(Passage shown Opens)

More important, perhaps, are the questions of science that are never explored. There are clues scattered throughout this story that our relation to viruses is more complex and less understood than our image of them as "individuals," as deadly predators, might suggest. Despite repeated dire predictions throughout these pages of epidemics similar to that in Crichton's classic Andromeda Strain, the early outbreaks in Germany, Sudan and Zaire soon mysteriously abated, leaving both the doctors and the scientists puzzled.

Of Sudan, Preston simply says, "For reasons that are not clear, the outbreak subsided and the virus vanished." And of fears that Ebola Zaire would devastate Kinshasa, "But to the strange and wonderful relief of Zaire and the world, the virus never went on a burn . . . and went back to its hiding place in the forest." And the Reston virus proved infectious but mysteriously innocuous.

Yet these curious facts are left strangely unexamined. It may be as vital to understand why these viruses retreated as to understand why they attacked, but this question isn't asked. "Viruses," Preston writes, "are molecular sharks, a motive without a mind. Compact, hard, logical, totally selfish. . . ." Indulgence in such anthropomorphism and metaphor reinforces a terrifying Darwinian view of "Nature, red in tooth and claw," but it blinds us to new views from molecular biology.

Current research suggests that viruses may be more like wandering messengers than alien predators, their visitations serving to exchange genetic information among individuals and species in an ecology more intricate and a biochemical balance more delicate than we have yet realized. One promising experimental drug for AIDS is based on this idea: it blocks a receptor site for the virus' message instead of working through the immune response.

Preston concludes that "AIDS is the revenge of the rain forest" for human incursions and overpopulation of the Earth. "It is only the first act of revenge," he adds. Marburg and Ebola pose the new threat of a virus "trying, so to speak, to crash into the human species." These images may owe more to the fictions we know than to the truths we have only begun to recognize. Peering into the edges of the rain forest, Preston shows us a landscape of infectious terror, but he misses a path into the frontiers of science.

Paul Trachtman is a freelance writer based in rural New Mexico.

(Passage shown Closes)
(Supplied records Opens)

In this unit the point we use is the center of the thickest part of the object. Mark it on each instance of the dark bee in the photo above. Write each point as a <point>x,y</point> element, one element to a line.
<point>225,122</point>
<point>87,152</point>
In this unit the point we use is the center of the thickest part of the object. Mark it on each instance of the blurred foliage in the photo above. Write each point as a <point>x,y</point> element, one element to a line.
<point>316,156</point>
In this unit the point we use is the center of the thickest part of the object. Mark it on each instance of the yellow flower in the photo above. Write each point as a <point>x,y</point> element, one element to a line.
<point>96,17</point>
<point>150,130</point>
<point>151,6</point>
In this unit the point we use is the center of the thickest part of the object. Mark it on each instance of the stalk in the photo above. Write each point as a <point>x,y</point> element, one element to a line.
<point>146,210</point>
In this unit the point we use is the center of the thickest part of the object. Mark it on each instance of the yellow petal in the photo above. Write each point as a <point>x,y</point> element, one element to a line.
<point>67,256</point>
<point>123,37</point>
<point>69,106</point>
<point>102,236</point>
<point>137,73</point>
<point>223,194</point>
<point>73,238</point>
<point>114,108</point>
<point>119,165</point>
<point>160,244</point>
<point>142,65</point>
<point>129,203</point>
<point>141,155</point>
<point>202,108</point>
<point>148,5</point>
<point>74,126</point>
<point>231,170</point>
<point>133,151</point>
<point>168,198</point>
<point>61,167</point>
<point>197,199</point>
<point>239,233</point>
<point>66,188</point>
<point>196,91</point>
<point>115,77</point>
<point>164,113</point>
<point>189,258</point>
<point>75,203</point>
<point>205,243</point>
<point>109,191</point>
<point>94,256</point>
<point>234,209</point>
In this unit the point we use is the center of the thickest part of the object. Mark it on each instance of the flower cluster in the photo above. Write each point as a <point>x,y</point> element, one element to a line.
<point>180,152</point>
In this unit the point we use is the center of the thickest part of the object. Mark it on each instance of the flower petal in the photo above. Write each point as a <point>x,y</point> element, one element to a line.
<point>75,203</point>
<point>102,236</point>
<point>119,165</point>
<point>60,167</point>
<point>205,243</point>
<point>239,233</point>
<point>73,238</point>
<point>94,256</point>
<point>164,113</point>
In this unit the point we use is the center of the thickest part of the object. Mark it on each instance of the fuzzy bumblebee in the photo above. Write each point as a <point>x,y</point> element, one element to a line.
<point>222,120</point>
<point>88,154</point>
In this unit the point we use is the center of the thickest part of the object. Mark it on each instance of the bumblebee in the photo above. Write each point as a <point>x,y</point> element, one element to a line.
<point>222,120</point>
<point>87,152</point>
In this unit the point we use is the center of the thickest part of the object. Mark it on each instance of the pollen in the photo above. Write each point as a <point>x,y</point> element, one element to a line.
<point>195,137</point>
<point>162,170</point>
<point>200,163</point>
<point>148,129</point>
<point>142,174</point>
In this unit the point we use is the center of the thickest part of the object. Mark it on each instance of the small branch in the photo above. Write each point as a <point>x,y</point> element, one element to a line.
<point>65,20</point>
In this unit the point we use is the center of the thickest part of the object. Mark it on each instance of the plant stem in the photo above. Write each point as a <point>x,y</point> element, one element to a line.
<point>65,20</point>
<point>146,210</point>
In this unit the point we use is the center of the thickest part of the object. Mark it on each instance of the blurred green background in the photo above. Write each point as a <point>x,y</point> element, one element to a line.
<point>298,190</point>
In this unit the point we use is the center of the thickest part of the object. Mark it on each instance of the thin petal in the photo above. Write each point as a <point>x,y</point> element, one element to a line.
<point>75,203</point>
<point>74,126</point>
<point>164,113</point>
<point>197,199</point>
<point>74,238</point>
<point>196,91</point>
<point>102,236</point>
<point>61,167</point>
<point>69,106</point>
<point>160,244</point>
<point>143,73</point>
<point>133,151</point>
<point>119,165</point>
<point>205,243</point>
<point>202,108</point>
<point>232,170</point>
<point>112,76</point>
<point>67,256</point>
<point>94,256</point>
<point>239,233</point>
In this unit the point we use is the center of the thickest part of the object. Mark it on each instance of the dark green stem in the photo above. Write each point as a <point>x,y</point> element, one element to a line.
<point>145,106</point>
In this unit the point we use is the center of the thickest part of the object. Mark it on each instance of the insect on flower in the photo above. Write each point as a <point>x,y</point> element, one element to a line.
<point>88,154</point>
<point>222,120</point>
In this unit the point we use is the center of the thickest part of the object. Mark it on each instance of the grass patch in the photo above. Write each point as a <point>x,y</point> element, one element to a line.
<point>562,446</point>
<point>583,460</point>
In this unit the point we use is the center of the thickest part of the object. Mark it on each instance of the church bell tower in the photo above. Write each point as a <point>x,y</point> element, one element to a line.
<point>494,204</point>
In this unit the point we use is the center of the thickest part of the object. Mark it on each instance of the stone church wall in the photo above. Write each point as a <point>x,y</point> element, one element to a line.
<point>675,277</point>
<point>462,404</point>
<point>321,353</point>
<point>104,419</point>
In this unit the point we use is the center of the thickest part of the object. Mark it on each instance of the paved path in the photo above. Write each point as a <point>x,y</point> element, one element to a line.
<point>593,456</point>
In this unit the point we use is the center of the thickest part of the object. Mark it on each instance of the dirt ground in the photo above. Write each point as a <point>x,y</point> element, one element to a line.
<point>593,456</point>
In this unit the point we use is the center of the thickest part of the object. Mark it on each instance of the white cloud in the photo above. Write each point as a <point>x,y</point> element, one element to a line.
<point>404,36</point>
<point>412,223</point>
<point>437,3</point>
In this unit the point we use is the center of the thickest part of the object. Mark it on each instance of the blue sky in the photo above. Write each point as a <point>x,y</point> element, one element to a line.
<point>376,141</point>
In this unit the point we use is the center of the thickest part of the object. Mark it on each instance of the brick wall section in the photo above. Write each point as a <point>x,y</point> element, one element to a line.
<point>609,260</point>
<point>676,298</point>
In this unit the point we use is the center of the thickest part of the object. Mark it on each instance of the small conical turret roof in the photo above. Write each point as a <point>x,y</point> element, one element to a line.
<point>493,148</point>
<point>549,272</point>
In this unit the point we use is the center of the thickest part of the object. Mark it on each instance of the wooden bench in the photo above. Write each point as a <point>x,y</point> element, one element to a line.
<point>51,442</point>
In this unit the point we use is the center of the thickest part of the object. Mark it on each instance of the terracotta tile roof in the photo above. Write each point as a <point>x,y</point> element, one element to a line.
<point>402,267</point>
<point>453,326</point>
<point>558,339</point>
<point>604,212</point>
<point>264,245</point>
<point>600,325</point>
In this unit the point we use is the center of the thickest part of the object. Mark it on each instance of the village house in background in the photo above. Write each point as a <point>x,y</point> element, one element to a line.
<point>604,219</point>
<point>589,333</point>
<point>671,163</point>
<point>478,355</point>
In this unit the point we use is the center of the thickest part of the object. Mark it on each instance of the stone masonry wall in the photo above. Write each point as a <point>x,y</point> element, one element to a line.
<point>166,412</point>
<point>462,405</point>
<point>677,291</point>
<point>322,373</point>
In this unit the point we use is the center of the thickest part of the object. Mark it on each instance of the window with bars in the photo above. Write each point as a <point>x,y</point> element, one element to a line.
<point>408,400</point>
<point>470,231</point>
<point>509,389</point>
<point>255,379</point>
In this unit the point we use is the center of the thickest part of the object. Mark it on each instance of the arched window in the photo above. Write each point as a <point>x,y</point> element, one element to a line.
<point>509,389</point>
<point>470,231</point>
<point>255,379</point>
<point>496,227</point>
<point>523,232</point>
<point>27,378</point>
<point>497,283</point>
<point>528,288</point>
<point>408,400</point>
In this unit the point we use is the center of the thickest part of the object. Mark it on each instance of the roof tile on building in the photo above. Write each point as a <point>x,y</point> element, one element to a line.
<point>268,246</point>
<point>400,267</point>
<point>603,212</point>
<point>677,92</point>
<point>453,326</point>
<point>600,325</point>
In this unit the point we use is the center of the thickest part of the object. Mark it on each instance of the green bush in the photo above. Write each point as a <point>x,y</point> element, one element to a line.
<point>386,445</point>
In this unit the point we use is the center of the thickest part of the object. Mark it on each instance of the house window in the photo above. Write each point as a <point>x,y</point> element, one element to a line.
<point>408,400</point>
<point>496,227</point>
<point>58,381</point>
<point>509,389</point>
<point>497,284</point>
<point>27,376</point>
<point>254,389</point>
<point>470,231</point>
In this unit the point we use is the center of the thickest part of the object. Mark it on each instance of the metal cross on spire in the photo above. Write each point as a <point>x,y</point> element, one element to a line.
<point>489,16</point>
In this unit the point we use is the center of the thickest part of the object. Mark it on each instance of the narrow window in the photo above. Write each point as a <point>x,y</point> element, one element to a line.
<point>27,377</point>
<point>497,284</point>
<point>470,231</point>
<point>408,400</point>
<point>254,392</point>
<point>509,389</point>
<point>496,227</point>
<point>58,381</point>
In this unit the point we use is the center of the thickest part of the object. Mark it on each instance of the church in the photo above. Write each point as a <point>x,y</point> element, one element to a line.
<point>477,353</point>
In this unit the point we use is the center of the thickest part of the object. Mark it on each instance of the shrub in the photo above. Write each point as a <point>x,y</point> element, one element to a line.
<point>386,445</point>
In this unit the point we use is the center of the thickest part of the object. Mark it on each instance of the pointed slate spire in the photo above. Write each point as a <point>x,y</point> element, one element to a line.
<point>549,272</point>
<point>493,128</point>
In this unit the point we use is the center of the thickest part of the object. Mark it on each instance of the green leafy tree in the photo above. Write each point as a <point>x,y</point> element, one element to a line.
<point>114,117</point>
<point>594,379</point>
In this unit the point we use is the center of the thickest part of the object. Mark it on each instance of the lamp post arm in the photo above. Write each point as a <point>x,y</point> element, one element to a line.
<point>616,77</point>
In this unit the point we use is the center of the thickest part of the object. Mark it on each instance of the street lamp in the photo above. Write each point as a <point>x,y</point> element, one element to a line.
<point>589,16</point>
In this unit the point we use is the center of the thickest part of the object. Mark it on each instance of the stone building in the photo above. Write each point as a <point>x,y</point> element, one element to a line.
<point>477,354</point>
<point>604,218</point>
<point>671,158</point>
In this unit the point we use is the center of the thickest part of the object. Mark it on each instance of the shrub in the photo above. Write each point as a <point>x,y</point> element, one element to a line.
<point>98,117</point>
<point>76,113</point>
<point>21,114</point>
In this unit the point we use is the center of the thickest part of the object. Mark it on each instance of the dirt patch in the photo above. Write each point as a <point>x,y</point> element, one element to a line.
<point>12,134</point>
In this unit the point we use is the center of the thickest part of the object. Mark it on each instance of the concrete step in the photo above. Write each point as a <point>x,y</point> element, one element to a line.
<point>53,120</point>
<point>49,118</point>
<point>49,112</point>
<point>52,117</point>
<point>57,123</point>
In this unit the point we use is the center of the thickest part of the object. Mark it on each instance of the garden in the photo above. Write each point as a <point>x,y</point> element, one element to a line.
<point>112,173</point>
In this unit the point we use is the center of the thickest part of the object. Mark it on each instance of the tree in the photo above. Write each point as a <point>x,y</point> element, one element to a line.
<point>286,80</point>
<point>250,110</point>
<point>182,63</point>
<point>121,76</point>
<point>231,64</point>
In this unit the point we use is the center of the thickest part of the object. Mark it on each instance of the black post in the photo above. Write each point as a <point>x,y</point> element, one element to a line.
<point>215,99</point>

(Supplied records Closes)

Translate this sentence from the virus review into Spanish: "Yet these curious facts are left strangely unexamined." The rows are separate material with no connection to the virus review.

» Expected answer
Sin embargo, estos hechos curiosos quedan extrañamente sin examinar.